- [Data entries]:
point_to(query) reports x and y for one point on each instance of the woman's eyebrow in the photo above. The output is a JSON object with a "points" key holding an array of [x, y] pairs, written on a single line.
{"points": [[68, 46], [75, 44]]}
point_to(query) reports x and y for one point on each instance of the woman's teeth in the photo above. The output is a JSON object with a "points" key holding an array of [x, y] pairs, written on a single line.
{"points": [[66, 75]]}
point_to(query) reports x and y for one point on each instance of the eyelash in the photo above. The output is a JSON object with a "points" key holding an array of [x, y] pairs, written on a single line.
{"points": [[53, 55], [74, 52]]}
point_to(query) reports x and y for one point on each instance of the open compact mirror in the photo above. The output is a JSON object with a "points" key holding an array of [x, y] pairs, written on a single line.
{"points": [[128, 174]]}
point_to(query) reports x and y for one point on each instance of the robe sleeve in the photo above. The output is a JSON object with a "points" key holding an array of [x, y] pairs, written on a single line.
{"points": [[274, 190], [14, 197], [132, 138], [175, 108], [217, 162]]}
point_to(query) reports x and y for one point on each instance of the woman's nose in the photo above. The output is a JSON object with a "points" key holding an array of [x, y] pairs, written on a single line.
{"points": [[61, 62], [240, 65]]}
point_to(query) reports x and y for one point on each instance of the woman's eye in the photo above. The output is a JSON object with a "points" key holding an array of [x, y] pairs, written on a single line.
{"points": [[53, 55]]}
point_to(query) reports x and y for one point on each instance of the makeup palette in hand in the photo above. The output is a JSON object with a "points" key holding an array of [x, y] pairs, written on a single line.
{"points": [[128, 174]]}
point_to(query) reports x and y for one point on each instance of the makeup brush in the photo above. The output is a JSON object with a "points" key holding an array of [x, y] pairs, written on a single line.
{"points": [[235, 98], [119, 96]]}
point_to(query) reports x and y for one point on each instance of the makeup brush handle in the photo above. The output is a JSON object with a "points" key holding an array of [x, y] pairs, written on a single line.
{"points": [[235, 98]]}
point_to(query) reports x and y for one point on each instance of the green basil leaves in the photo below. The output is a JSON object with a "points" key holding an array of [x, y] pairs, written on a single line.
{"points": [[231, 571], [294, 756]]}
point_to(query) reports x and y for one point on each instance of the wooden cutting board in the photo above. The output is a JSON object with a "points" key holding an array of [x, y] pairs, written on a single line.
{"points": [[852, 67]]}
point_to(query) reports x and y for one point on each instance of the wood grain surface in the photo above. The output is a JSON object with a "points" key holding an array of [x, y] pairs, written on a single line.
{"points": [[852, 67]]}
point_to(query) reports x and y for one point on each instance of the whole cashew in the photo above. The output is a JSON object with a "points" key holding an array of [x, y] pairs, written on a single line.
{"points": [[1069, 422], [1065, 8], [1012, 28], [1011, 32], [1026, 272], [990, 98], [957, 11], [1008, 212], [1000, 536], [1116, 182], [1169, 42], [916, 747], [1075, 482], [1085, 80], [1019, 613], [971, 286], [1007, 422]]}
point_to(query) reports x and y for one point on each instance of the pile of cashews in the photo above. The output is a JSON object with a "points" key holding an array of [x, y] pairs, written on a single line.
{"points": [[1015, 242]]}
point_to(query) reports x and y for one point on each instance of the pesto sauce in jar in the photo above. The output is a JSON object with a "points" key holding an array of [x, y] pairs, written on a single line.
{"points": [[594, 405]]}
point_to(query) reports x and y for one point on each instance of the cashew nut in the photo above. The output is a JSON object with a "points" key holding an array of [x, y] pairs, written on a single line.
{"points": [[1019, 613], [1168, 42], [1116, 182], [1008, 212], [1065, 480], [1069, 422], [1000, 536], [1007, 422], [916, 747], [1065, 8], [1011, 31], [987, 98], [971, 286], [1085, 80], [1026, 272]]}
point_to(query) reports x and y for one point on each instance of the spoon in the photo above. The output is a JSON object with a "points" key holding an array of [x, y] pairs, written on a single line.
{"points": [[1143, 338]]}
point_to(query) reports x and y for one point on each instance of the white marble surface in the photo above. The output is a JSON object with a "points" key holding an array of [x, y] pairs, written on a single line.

- [Task to complete]:
Write out the material from the first line to the last, exactly.

- [The solution]:
point_to(query) reports x and y for one point on each instance of the woman's eyebrow in the photo above. The output is a JSON object with a "points" key holding an array of [x, y] pairs, written on a single line.
{"points": [[68, 46], [75, 44]]}
point_to(query) reports x and y for one point on each instance of the woman's teeth in the photo above. The output is a JSON object with a "points" key holding an array of [x, y] pairs, written on a single line.
{"points": [[66, 75]]}
point_to(query) reports x and y for one point on each instance of the eyelash in the photo above. The output is a JSON object with a "points" key holding an array of [x, y] pairs, written on a single line.
{"points": [[53, 55], [74, 52]]}
point_to(query) reports x and y for one point on each instance of the open compact mirror in the photo above. The output is a JSON object with a "points" key holding an array of [x, y] pairs, written on a single line.
{"points": [[128, 174]]}
point_to(query) reports x and y for one point on each instance of the robe sleeve in the photo above. The output is a JSON object with a "points" key holding an array of [x, y] pairs, written on a single line.
{"points": [[274, 190], [14, 197], [132, 138], [175, 108], [217, 162]]}
point_to(query) reports x and y for one point on each instance of the woman's nose in the photo above. The output is a JSON object with a "points" key holding an array of [x, y] pairs, written on a single line.
{"points": [[61, 62], [240, 65]]}
point_to(query) reports x and y for one point on each instance of the woman's eye in the photo above. The output is a JSON object with a "points" key holding an array of [x, y] pairs, written on a single line.
{"points": [[53, 55]]}
point_to(query) reports x and y for one point on each instance of the makeup palette in hand in the photo above. The output is a JSON object with a "points" key holding an array of [x, y] pairs, written on a single line.
{"points": [[128, 174]]}
point_to(query) reports x and y for one point on each instance of the makeup brush in the photo above. The output is a JSON object with a "points" key holding an array of [x, y] pairs, written on a single line.
{"points": [[235, 98], [119, 96]]}
point_to(query) reports x and y for one point on each instance of the makeup brush handle in the photo above. The output is a JSON object with a "points" key holding an array of [x, y] pairs, written on a single line.
{"points": [[235, 98]]}
point_to(query) reports x and y for one point on each instance of the green basil leaves in the photo below. The output is a JSON object with a "points" key holding an array of [x, y] pairs, written on a single line.
{"points": [[231, 571], [294, 756]]}
point_to(query) reports x and y for one point on each instance of the wooden cutting board in the photo above. The output is a JSON object with a "points" key holding an array of [x, y] pairs, written on a single line.
{"points": [[852, 67]]}
point_to(query) reports x and y for one point on each instance of the wood grain surface in the photo above. The output is a JSON object with a "points" key holding an array of [x, y] pairs, written on a single line.
{"points": [[852, 67]]}
point_to(query) reports x and y for one point on each instance of the whole cashew in the photo above. The output is a JSON object with a "points" key holding an array of [x, y] pairs, written on a single line.
{"points": [[1069, 422], [1065, 8], [1012, 28], [1011, 32], [1026, 272], [990, 98], [957, 11], [1008, 212], [1000, 536], [1116, 182], [1169, 42], [916, 747], [1075, 482], [1085, 80], [1019, 613], [971, 286], [1007, 422]]}
point_to(query) reports x and y for one point on each instance of the pile of cashews in the photo above. The output is a JSON object with a "points" key holding an array of [x, y] pairs, written on a single line.
{"points": [[1015, 242]]}
point_to(query) reports x and y for one point on each instance of the pesto sauce in jar in the photo above. The output is a JSON object with a "points" key holding an array of [x, y] pairs, written on a single line.
{"points": [[594, 405]]}
point_to(query) reports x and y for one point on each instance of the cashew nut in the photo above. The output is a JSON object with a "points" key holding an array of [x, y] pairs, written on a single line.
{"points": [[1019, 613], [1168, 42], [1116, 182], [1008, 212], [1065, 480], [1069, 422], [1000, 536], [1007, 422], [916, 747], [1065, 8], [1011, 31], [987, 98], [971, 286], [1085, 80], [1026, 272]]}
point_to(query) reports x and y for one point on each instance of the spoon in the photo above. The output is a JSON object with a "points" key holding an array of [x, y] pairs, written on a single line.
{"points": [[1143, 338]]}
point_to(query) reports x and y for one point on each instance of the white marble surface in the photo above. The output is a JSON object with a "points" key holding an array of [x, y] pairs, written on a single line.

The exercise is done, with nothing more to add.